== Texto extraído ==
====

Utilizando dados longitudinais da Pesquisa Nacional por Amostra de Domicílios Contínua (PNAD-C), o estudo busca isolar o impacto do aumento do benefício de outras dinâmicas macroeconômicas e das peculiaridades dos beneficiários.
Perfil
O público que deixou a força de trabalho tem um perfil muito claro, segundo os pesquisadores, mulheres e, especialmente, mulheres com crianças de até dez anos, da Região Nordeste, do meio rural, com baixa escolaridade e em domicílios com renda líquida do benefício mais baixa.
O estudo ainda aponta que o “principal motivo, declarado por 34,4% do grupo, foi a necessidade de ‘cuidar dos afazeres domésticos, do(a) filho(a), ou de outro(a) parente’. Este dado conecta diretamente o perfil demográfico identificado (mulheres com filhos) com a decisão de sair do mercado de trabalho, reforçando a interpretação de que a economia do cuidado desempenha um papel central nesse fenômeno”.
Trata-se de uma conclusão que vai ao encontro com estudos relacionados ao trabalho de cuidados. Dados extraídos da própria PNAD, revelam que as mulheres brasileiras produzem 81,7% dos bens e serviços necessários à sustentação e à reprodução da vida no país.
Em 2022, quase um terço das mulheres com 16 anos ou mais que não procuraram emprego, não estavam disponíveis ou não podiam trabalhar declararam responsabilidades de cuidado como motivo; entre os homens, 3,5%.
Entre mulheres com filhos menores de três anos, mais de 80% atribuíram a indisponibilidade para o trabalho remunerado em decorrência do cuidado de crianças e familiares (realidade de menos de 15% dos homens na mesma situação) (PNAD-C/IBGE).
A análise dos estudiosos do Ipea revela que o desenho do Bolsa Família, que considera o número de pessoas que vivem no domicílio para a distribuição dos recursos, com prioridade para crianças e adolescentes, representa um avanço, “pois a concessão de benefícios variáveis por composição familiar após o piso, corrige distorções e melhora a focalização em famílias maiores”.
O programa paga benefícios adicionais de R$ 150 para crianças de zero a seis anos e R$ 50 para crianças e adolescentes entre sete e 18 anos incompletos, gestantes e nutrizes.
“Em termos do desenho das políticas públicas para além da transferência de renda, investimentos nos serviços de cuidado para crianças em idade pré-escolar e idosos que necessitam de cuidado contínuo são essenciais não só para o bem-estar das crianças e dos idosos, mas também por potencialmente reduzirem o custo, particularmente para as mulheres, da opção pelo trabalho fora de casa e formal (menos flexível que o trabalho informal)”, finaliza o estudo.

====

== O que fazer ==
a - Segundo o texto extraído, que percentual do grupo que deixou a força de trabalho declarou como principal motivo a necessidade de cuidar dos afazeres domésticos, de filhos ou de outros parentes?
b - O texto extraído confirma cada afirmação abaixo? Responda sim ou não e cite as palavras do texto que decidem cada caso.
(i) O programa paga um benefício adicional de R$ 150 para crianças de zero a seis anos.
(ii) Em 2022, quase um terço dos homens que não procuraram emprego declarou responsabilidades de cuidado como motivo.
(iii) O estudo se baseia em dados da PNAD-C.

====

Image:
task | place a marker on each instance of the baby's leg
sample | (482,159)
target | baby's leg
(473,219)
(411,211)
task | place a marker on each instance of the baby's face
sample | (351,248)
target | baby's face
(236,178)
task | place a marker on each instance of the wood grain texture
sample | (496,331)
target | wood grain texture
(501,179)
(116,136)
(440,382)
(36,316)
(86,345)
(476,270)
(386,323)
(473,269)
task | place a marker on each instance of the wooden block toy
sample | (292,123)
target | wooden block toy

====

== Resultados em ordem ==
a - 34,4% do grupo.

b -
(i) Sim: "benefícios adicionais de R$ 150 para crianças de zero a seis anos".
(ii) Não: "entre os homens, 3,5%".
(iii) Sim: "Utilizando dados longitudinais da Pesquisa Nacional por Amostra de Domicílios Contínua (PNAD-C)".